WHAT YOU ARE ASKED TO DO >> State how many lines in the data below contain the string "blurred", treating uppercase and lowercase as different. Reply with the number only.

GIVEN DATA >>
=-=-=
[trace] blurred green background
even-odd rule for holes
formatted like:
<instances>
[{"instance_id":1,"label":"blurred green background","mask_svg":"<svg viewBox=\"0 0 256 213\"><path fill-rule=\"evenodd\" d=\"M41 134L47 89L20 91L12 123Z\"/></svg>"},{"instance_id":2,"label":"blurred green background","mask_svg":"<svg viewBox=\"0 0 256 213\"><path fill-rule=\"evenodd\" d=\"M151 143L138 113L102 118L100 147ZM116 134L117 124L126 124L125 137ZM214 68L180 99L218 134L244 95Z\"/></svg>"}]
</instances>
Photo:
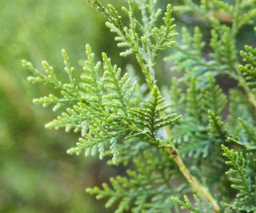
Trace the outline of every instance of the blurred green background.
<instances>
[{"instance_id":1,"label":"blurred green background","mask_svg":"<svg viewBox=\"0 0 256 213\"><path fill-rule=\"evenodd\" d=\"M106 2L120 8L125 1ZM178 26L184 24L179 22ZM118 57L104 22L84 0L0 0L0 212L111 212L84 189L122 170L98 159L66 155L78 136L44 128L54 113L31 101L49 90L30 85L21 65L26 59L40 69L46 60L64 78L60 50L66 49L79 70L86 43L96 55L106 51L122 68L135 64L134 57ZM169 68L163 69L162 60L157 68L158 83L169 84Z\"/></svg>"}]
</instances>

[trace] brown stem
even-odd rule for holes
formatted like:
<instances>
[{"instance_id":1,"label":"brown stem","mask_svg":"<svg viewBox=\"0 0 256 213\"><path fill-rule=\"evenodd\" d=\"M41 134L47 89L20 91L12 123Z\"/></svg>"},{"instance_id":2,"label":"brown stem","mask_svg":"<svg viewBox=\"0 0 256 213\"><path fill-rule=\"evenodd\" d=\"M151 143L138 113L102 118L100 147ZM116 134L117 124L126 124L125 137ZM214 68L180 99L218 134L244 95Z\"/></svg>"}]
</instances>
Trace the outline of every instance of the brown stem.
<instances>
[{"instance_id":1,"label":"brown stem","mask_svg":"<svg viewBox=\"0 0 256 213\"><path fill-rule=\"evenodd\" d=\"M175 148L174 148L171 151L169 151L170 156L174 159L176 164L178 166L180 172L183 174L184 177L189 182L190 185L192 187L194 192L201 198L204 198L206 201L211 204L211 207L215 213L219 213L220 209L214 197L209 192L207 188L202 185L199 181L194 177L188 168L184 164L182 159L180 155L178 153Z\"/></svg>"}]
</instances>

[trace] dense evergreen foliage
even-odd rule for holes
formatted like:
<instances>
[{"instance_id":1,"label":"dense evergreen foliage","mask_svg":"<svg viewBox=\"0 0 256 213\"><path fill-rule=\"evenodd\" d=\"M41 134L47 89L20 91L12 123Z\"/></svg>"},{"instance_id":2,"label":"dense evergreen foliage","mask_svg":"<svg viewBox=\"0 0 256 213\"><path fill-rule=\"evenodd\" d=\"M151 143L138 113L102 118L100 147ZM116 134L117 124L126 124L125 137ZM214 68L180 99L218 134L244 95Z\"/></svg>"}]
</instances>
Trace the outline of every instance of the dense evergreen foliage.
<instances>
[{"instance_id":1,"label":"dense evergreen foliage","mask_svg":"<svg viewBox=\"0 0 256 213\"><path fill-rule=\"evenodd\" d=\"M80 134L67 152L98 152L127 167L86 191L107 198L106 207L117 213L256 212L256 49L247 44L240 57L238 43L243 27L254 24L256 1L182 1L174 11L194 14L198 26L178 30L181 38L170 4L162 12L156 0L128 0L126 26L112 5L86 2L107 19L125 49L120 56L134 56L145 81L106 53L96 62L89 45L81 71L62 51L64 83L47 62L42 73L22 61L30 82L53 87L34 102L62 112L46 127ZM162 89L155 64L166 49L173 78ZM237 86L223 87L222 78Z\"/></svg>"}]
</instances>

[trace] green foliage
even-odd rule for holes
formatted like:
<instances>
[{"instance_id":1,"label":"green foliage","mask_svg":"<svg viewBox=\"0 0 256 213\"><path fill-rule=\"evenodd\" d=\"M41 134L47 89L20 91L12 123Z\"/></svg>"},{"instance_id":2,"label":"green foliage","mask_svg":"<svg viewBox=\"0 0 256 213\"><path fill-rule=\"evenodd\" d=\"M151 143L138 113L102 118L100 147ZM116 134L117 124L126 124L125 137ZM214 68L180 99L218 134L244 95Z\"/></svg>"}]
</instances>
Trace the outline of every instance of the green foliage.
<instances>
[{"instance_id":1,"label":"green foliage","mask_svg":"<svg viewBox=\"0 0 256 213\"><path fill-rule=\"evenodd\" d=\"M252 88L252 91L255 93L255 82L256 82L256 49L250 45L246 45L246 52L241 51L241 56L244 65L240 65L240 69L246 77L248 86Z\"/></svg>"},{"instance_id":2,"label":"green foliage","mask_svg":"<svg viewBox=\"0 0 256 213\"><path fill-rule=\"evenodd\" d=\"M32 74L30 81L52 85L58 93L34 101L53 105L54 111L64 108L46 127L80 134L68 153L98 152L100 159L111 156L110 164L127 167L126 175L87 191L107 198L106 207L116 207L115 212L181 212L175 202L191 212L255 212L255 49L248 45L247 53L242 52L245 65L239 65L238 56L238 34L252 24L255 2L183 1L178 11L197 12L198 21L202 16L201 25L206 25L210 37L202 26L194 27L193 34L183 27L176 45L170 5L162 15L155 0L128 0L128 7L122 8L129 18L125 26L112 5L86 2L106 18L118 46L126 49L121 56L135 56L146 89L134 74L122 74L106 53L95 63L89 45L81 73L62 51L68 83L46 62L45 74L29 62L23 65ZM170 47L166 61L179 73L167 91L168 103L154 65L159 51Z\"/></svg>"},{"instance_id":3,"label":"green foliage","mask_svg":"<svg viewBox=\"0 0 256 213\"><path fill-rule=\"evenodd\" d=\"M114 212L170 212L176 207L171 195L182 195L188 191L184 184L171 186L178 172L169 156L164 152L144 152L133 160L135 170L127 170L127 177L117 176L110 179L111 187L103 183L102 189L88 188L90 194L97 199L108 198L106 207L118 207ZM156 159L155 156L158 156ZM164 164L163 164L164 162Z\"/></svg>"},{"instance_id":4,"label":"green foliage","mask_svg":"<svg viewBox=\"0 0 256 213\"><path fill-rule=\"evenodd\" d=\"M209 206L206 200L201 200L198 197L194 195L194 204L192 204L190 199L184 195L184 201L173 197L172 199L181 205L181 208L184 210L190 210L192 213L206 213L212 212L211 207Z\"/></svg>"},{"instance_id":5,"label":"green foliage","mask_svg":"<svg viewBox=\"0 0 256 213\"><path fill-rule=\"evenodd\" d=\"M231 168L226 172L230 176L231 187L238 191L235 200L228 206L238 211L254 212L256 211L255 158L253 153L234 152L222 146L226 162Z\"/></svg>"}]
</instances>

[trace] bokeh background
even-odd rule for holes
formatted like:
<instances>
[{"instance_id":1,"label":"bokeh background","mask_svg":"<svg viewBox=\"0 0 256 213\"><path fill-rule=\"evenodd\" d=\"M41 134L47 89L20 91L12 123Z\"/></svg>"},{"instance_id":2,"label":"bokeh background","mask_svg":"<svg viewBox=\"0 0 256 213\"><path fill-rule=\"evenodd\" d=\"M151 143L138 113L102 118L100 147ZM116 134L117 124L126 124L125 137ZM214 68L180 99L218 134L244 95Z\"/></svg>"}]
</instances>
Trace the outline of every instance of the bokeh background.
<instances>
[{"instance_id":1,"label":"bokeh background","mask_svg":"<svg viewBox=\"0 0 256 213\"><path fill-rule=\"evenodd\" d=\"M31 101L47 89L30 85L21 65L46 60L64 77L61 49L77 65L86 43L116 57L103 18L83 0L0 0L0 212L106 212L85 188L116 172L66 155L78 136L44 128L54 114Z\"/></svg>"},{"instance_id":2,"label":"bokeh background","mask_svg":"<svg viewBox=\"0 0 256 213\"><path fill-rule=\"evenodd\" d=\"M120 8L126 1L106 2ZM177 18L178 26L190 19ZM64 79L60 50L66 49L79 70L89 43L98 57L104 51L122 68L128 63L136 68L134 57L118 57L104 22L84 0L0 0L0 212L111 212L85 188L101 184L122 169L107 167L96 158L66 154L78 136L44 128L54 115L50 108L34 105L32 99L49 89L29 84L21 65L26 59L40 69L46 60ZM194 25L190 19L190 24ZM162 60L158 68L158 83L169 84L169 69Z\"/></svg>"}]
</instances>

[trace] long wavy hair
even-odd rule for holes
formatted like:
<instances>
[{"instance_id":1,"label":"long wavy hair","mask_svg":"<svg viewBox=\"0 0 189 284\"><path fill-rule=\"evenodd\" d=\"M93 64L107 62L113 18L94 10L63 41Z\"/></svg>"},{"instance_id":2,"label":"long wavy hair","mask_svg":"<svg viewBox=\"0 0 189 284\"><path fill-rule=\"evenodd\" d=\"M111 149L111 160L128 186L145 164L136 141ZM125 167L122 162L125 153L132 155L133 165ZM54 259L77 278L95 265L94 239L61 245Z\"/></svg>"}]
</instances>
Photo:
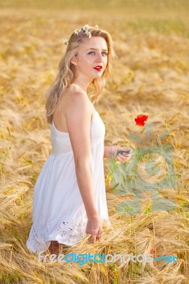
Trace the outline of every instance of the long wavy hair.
=-=-=
RESULT OF THE EXERCISE >> 4